-- Begin Text to read --
PETER and ANN FROST invite you to a picnic on the banks of the River Dordogne. If you are very lucky truffles might be on the menu.
There are plenty of really noble reasons to visit the Dordogne. To paddle a canoe down one of France’s mighty rivers; to marvel at the best prehistoric cave paintings in the world; to visit the honey stone chateaux that cling to the precipitous mountain sides.
There are castles, tiny beaches, caves, waterfalls, forts, vineyards, and prehistoric sites – so many worthy things to see and do.
That’s why I’m a bit embarrassed to admit Ann and I are here mainly in search of a small smelly wrinkled underground black fungus – the legendary Perigord Black Truffle…
Like so many British campers and caravanners we love the Dordogne although we aren’t really quite sure where it is – or rather where it stops. The French Government will tell you Dordogne department (Number 24) is in the Aquitaine region in the South West of France, the historic region of Perigord. That is true as far as it goes.
A river or canoeing guide, on the other hand, will tell you the Dordogne River rises in the mountains of the Auvergne in Central France and flows for nearly 300 miles to join the Gironde among Bordeaux vineyards with names like an up-market wine list, then on into the mighty Atlantic Ocean.
-- End Text to read --
__Task objective__: In the travel piece on the Dordogne, how far does the Dordogne River flow before joining the Gironde?
-- Begin Information supplied --
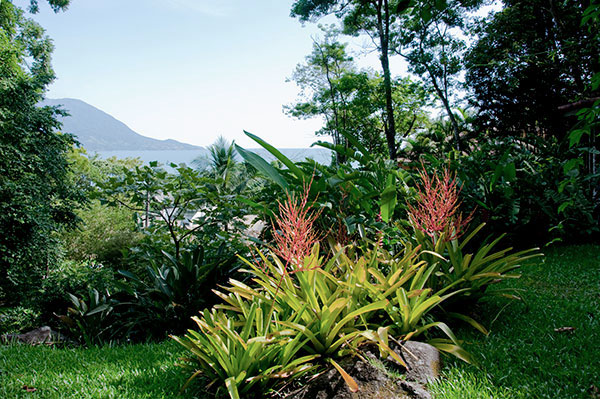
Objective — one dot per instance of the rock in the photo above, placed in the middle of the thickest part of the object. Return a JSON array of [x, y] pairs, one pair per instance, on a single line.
[[373, 383], [414, 389], [423, 361], [42, 335]]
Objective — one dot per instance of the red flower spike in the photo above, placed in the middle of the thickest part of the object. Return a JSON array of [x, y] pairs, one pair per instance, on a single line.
[[437, 208], [295, 236]]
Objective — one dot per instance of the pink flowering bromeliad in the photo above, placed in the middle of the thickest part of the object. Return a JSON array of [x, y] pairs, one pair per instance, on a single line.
[[436, 212], [294, 230]]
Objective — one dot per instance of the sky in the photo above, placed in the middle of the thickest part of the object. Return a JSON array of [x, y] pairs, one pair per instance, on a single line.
[[188, 70]]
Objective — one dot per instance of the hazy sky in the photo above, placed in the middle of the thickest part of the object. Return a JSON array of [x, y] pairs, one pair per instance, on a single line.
[[184, 69]]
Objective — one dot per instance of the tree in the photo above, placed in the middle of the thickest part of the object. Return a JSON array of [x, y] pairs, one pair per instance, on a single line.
[[428, 38], [531, 58], [374, 18], [36, 196], [182, 205], [352, 101], [105, 233]]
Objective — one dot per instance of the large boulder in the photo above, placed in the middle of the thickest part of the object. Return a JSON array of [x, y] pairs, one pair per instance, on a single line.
[[42, 335], [373, 382], [423, 361]]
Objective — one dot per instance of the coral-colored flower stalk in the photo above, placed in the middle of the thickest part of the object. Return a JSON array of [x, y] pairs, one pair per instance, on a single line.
[[437, 208], [294, 232]]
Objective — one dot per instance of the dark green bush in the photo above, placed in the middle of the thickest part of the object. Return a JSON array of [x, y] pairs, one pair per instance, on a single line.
[[70, 277], [18, 319]]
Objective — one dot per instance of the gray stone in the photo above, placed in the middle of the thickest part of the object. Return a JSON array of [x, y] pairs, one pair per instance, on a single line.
[[373, 383], [423, 361], [42, 335]]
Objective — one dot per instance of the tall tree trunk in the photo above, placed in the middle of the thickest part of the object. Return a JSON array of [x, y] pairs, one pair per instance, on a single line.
[[383, 28], [444, 99]]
-- End Information supplied --
__Correct response__: Nearly 300 miles.